- **Written exercise**
Copy the lines from the one with "Target: engine nacelle" through the one with "x=112 y=557", switching "wheel" to "tire" and leaving everything else unchanged.

## start Data excerpts

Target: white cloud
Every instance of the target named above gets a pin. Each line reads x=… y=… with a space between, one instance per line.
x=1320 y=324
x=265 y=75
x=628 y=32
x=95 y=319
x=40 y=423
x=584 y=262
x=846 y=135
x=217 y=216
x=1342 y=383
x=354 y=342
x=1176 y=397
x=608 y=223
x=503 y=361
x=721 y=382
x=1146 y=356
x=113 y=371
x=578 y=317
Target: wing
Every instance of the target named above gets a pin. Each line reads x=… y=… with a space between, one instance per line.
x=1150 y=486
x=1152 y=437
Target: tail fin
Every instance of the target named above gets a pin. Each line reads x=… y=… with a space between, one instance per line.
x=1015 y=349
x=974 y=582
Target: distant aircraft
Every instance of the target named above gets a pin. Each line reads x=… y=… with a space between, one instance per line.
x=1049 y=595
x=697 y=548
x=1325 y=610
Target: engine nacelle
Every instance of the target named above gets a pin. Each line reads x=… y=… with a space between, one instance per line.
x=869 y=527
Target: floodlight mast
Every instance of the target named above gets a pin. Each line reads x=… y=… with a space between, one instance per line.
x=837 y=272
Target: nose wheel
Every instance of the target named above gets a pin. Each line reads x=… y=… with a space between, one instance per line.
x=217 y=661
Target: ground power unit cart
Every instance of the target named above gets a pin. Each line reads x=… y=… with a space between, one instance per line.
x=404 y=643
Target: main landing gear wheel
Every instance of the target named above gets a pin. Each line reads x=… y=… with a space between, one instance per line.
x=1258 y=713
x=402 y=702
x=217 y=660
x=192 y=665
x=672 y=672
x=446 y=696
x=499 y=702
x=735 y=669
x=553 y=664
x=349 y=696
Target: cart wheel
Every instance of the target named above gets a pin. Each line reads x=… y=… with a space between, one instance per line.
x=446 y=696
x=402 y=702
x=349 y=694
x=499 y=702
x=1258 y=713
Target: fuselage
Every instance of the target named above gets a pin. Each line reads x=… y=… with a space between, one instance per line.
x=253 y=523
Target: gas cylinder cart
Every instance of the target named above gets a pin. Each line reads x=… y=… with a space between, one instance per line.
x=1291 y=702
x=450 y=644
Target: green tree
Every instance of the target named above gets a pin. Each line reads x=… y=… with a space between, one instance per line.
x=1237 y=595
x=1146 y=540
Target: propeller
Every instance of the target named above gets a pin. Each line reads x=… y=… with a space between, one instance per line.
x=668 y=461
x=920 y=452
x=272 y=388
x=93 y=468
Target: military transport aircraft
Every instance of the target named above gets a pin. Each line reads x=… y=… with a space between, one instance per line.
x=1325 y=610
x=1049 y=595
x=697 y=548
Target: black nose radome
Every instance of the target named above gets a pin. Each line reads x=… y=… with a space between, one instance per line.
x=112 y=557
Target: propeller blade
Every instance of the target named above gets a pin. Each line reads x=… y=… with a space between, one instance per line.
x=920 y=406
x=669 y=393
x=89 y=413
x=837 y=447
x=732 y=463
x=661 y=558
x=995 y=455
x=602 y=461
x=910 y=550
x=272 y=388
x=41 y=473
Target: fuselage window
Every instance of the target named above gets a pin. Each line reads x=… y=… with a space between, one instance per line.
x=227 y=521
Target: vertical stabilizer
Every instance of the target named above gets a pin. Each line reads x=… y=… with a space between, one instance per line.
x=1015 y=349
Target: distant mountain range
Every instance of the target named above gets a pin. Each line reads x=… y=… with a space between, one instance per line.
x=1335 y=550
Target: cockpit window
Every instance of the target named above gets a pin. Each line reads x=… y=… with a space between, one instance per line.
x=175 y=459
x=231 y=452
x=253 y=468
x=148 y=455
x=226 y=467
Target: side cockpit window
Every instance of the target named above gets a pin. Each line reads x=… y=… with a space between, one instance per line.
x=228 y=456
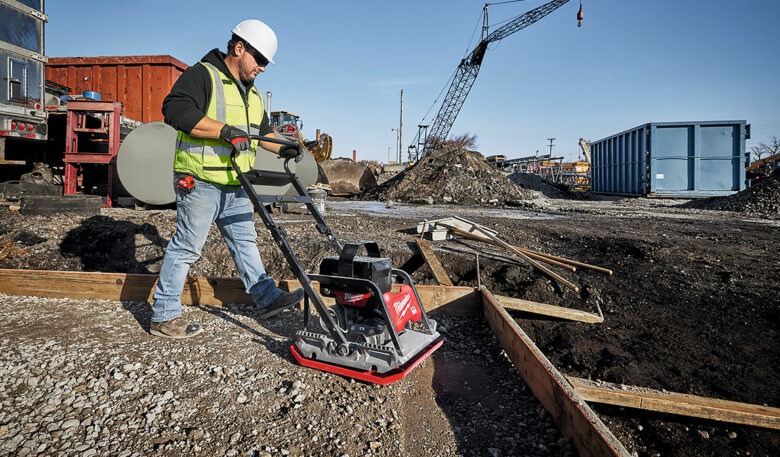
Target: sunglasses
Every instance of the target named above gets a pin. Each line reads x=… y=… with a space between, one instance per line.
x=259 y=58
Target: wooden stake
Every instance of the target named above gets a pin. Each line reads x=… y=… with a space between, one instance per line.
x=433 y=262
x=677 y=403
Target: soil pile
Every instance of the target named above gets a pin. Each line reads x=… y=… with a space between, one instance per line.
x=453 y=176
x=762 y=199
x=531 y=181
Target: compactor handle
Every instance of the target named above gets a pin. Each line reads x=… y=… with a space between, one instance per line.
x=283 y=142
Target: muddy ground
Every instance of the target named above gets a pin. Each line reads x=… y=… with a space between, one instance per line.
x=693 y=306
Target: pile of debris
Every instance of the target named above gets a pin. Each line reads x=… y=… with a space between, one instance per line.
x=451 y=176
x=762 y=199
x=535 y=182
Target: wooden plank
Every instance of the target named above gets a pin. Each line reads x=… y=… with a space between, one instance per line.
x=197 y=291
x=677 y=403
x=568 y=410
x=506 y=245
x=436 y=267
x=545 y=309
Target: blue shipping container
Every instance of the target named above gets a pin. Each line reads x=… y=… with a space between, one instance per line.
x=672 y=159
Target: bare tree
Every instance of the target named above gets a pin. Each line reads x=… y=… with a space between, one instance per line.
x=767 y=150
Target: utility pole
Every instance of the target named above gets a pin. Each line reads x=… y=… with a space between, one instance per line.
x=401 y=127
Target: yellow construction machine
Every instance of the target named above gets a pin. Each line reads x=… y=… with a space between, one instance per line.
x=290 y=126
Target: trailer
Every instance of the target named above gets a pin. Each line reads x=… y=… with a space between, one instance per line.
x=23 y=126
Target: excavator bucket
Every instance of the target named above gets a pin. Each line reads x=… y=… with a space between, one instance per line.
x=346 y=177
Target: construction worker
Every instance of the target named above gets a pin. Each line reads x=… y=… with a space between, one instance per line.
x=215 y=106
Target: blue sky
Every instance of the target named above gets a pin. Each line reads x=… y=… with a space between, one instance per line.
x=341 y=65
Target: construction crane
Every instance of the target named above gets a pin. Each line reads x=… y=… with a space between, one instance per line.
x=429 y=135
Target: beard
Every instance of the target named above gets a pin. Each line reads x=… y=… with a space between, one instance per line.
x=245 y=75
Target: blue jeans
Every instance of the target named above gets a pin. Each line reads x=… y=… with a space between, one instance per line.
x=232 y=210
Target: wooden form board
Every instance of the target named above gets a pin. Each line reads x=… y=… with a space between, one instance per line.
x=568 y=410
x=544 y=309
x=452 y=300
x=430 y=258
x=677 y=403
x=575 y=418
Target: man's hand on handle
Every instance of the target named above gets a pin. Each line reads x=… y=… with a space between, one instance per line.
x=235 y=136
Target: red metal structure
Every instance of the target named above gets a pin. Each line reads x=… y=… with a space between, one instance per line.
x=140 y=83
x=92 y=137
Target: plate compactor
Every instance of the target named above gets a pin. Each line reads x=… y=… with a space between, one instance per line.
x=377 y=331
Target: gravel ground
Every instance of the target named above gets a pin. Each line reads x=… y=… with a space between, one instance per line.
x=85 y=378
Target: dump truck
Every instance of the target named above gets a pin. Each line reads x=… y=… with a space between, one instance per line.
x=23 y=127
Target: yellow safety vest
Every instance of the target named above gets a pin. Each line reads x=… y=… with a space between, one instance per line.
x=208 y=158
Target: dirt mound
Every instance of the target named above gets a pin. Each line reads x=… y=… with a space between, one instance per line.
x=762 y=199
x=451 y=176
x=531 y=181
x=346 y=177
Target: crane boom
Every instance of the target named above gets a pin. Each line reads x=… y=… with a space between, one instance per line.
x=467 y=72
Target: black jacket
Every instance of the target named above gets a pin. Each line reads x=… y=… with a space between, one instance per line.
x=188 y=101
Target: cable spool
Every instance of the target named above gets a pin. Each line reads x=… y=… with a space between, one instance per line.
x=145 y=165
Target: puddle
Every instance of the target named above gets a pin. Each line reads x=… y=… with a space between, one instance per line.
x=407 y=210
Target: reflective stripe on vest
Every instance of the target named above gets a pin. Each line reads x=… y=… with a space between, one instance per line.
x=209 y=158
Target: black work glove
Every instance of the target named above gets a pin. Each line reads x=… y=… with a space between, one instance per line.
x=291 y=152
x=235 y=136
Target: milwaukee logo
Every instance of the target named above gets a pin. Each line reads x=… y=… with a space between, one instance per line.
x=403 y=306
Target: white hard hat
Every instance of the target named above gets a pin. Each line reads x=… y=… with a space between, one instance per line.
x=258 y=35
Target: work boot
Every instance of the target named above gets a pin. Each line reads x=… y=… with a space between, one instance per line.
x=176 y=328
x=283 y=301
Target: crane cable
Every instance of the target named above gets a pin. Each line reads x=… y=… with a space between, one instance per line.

## end Data excerpts

- **Answer for this exercise**
Target: engine nacelle
Every instance of the target named above gets a pin. Each line reads x=… y=… with a space between, one instance per line.
x=869 y=527
Target: floodlight mast
Every instance of the target named above gets a pin. Each line reads x=… y=… with a space between, one instance per line.
x=837 y=272
Target: nose tire
Every instance of the target named above gets a pin. Each line reads x=… y=… with a space between, one instance per line.
x=217 y=661
Target: ground power unit cart
Every instance of the target named above gets a pin. Each line reads x=… y=… with a space between, one instance per line.
x=404 y=643
Target: main landing gear tire
Every instance of the target named above gets a pin. Each line reads x=… y=… with a space between, one instance per line.
x=1258 y=713
x=402 y=702
x=217 y=660
x=192 y=665
x=672 y=672
x=446 y=696
x=499 y=702
x=735 y=669
x=553 y=664
x=349 y=696
Target: cart tire
Every instance of the target named above gets a pin. Each line reads x=… y=… with a space between, one instance per line.
x=446 y=696
x=402 y=702
x=349 y=694
x=499 y=702
x=1258 y=713
Target: fuselage
Every instance of the target named above gets a pin. Each line reads x=… y=… with a space between, one instance per line.
x=253 y=523
Target: gas cylinder cart
Every instance of the target named above gets a pin. Each line reads x=… y=… with a space between, one instance per line.
x=1291 y=702
x=450 y=644
Target: green tree
Every instance of the target named above gets a pin. Each line reads x=… y=… with a space between, one instance per line.
x=1237 y=595
x=1146 y=540
Target: propeller
Every instance of the target named above gets a pin. Each line reads x=… y=… with a space between, one instance per line.
x=668 y=461
x=920 y=452
x=272 y=388
x=93 y=468
Target: military transport aircraft
Every instance of the target named above gets a pin. Each line reads x=… y=… with a space between, one instance per line.
x=1325 y=610
x=1049 y=595
x=697 y=548
Target: black nose radome
Every instance of the target named above gets a pin. Each line reads x=… y=… with a space between, one instance per line.
x=112 y=557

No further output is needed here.